◆ Brief
Write out the full article on Dylan Farrow's first TV interview word for word, from the top line through the end.

Television

Dylan Farrow Details Woody Allen Sexual Assault Claim in First TV Interview

Dylan Farrow
Courtesy Photo

Dylan Farrow during an interview with Gayle King on CBS This Morning.

"What I don't understand is how is this crazy story of me being brainwashed and coached more believable than what I'm saying about being sexually assaulted by my father," the filmmaker's adopted daughter wonders in a sit-down with Gayle King.

In her first televised interview, the adopted daughter of Woody Allen and Mia Farrow described in graphic detail how Allen allegedly sexually assaulted her.

Speaking with CBS This Morning's Gayle King on Thursday (Jan. 18), Dylan Farrow also responded to claims that she was "brainwashed and coached" by her mother and began crying as she watched Allen deny the sexual assault claims in a 1992 interview with 60 Minutes.

◆ Referring expression pointing data
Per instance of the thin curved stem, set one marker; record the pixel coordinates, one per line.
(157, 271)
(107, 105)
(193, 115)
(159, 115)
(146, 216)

◆ Response to this exercise
Television

Dylan Farrow Details Woody Allen Sexual Assault Claim in First TV Interview

Dylan Farrow
Courtesy Photo

Dylan Farrow during an interview with Gayle King on CBS This Morning.

"What I don't understand is how is this crazy story of me being brainwashed and coached more believable than what I'm saying about being sexually assaulted by my father," the filmmaker's adopted daughter wonders in a sit-down with Gayle King.

In her first televised interview, the adopted daughter of Woody Allen and Mia Farrow described in graphic detail how Allen allegedly sexually assaulted her.

Speaking with CBS This Morning's Gayle King on Thursday (Jan. 18), Dylan Farrow also responded to claims that she was "brainwashed and coached" by her mother and began crying as she watched Allen deny the sexual assault claims in a 1992 interview with 60 Minutes.